WHAT TO PRODUCE.
Please reproduce, exactly and with nothing added, the line containing "If you could mark the sea" and every line after it to the end of the records.

** Opening GIVEN RECORDS block **

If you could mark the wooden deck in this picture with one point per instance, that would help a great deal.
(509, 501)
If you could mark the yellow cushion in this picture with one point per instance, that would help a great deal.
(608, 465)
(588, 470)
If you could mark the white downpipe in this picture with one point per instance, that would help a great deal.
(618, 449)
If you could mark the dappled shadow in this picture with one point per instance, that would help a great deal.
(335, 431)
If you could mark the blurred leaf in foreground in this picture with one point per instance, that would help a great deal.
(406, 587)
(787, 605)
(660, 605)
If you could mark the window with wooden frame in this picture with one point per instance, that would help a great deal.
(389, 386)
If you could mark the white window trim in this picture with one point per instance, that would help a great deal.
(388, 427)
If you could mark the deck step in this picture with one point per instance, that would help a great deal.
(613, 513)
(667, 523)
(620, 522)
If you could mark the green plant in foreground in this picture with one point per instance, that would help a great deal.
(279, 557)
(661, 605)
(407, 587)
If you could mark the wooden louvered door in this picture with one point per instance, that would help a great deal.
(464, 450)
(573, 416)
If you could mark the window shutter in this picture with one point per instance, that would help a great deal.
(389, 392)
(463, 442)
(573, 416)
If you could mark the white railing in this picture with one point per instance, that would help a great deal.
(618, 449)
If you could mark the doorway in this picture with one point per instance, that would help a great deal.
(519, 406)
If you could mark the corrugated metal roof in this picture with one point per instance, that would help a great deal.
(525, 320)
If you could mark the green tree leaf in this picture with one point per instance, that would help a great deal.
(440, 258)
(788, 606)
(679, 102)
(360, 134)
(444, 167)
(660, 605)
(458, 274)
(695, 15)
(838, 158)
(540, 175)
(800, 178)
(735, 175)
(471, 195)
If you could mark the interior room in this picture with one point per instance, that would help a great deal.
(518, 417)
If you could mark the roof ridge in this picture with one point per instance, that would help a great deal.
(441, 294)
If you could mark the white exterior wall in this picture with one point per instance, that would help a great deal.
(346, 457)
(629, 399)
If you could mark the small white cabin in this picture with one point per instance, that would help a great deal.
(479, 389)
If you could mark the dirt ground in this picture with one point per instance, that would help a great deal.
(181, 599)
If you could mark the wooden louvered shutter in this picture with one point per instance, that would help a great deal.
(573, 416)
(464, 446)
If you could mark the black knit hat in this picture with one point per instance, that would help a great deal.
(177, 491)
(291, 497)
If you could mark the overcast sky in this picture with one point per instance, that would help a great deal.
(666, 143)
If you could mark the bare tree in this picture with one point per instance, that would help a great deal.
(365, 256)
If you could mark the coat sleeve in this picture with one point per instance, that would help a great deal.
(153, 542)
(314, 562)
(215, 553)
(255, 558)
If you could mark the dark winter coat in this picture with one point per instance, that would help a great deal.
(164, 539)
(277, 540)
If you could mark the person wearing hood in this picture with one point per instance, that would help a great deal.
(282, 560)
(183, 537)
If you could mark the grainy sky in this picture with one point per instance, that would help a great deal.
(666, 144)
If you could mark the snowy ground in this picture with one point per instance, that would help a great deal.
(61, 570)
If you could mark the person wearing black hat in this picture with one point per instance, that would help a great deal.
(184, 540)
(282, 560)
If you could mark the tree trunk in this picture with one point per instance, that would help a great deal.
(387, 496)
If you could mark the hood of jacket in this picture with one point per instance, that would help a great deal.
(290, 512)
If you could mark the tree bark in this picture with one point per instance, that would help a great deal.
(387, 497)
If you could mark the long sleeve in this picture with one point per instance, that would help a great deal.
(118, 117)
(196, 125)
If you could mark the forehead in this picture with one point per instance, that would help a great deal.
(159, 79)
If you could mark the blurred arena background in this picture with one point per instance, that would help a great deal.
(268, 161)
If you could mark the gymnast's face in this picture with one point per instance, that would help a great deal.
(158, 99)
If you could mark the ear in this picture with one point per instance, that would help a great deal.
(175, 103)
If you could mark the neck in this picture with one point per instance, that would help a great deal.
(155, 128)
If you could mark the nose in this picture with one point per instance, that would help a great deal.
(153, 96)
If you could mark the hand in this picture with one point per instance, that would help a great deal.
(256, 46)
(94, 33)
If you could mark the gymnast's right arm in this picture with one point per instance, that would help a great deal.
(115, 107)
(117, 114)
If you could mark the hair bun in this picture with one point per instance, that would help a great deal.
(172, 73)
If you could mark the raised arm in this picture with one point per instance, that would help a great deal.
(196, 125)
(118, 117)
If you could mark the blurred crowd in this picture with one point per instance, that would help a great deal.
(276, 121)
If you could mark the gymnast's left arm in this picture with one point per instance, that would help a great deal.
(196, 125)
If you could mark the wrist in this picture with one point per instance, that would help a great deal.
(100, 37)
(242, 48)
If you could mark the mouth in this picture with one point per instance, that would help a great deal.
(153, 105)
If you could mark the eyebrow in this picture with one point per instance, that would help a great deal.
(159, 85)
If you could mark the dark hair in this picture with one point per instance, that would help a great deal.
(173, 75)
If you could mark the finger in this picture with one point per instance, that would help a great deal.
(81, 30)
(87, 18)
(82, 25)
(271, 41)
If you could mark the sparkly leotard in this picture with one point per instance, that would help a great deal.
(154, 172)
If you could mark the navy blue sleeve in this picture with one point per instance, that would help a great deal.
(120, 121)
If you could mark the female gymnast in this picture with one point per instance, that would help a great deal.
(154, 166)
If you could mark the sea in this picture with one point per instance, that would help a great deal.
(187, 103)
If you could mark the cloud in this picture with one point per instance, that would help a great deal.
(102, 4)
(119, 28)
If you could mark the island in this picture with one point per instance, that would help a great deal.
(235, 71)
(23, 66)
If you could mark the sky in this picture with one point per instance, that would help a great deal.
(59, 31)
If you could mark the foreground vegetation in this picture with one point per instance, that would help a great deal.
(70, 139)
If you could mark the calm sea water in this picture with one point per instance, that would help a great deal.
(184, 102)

** Closing GIVEN RECORDS block **

TASK RESULT.
If you could mark the sea in this picture with one point per instance, that would help a great deal.
(187, 103)
If you could mark the cloud in this picture with one point per instance, that would help a great deal.
(102, 4)
(119, 28)
If you could mark the island in this picture with one point per instance, that would help a great deal.
(235, 71)
(23, 66)
If you could mark the sky in this picture with one point per instance, that would help a great deal.
(59, 31)
If you could mark the foreground vegetation in this picture with one point per instance, that would help a great deal.
(70, 139)
If you could mark the calm sea water in this picture with one point per instance, that would help a great deal.
(184, 102)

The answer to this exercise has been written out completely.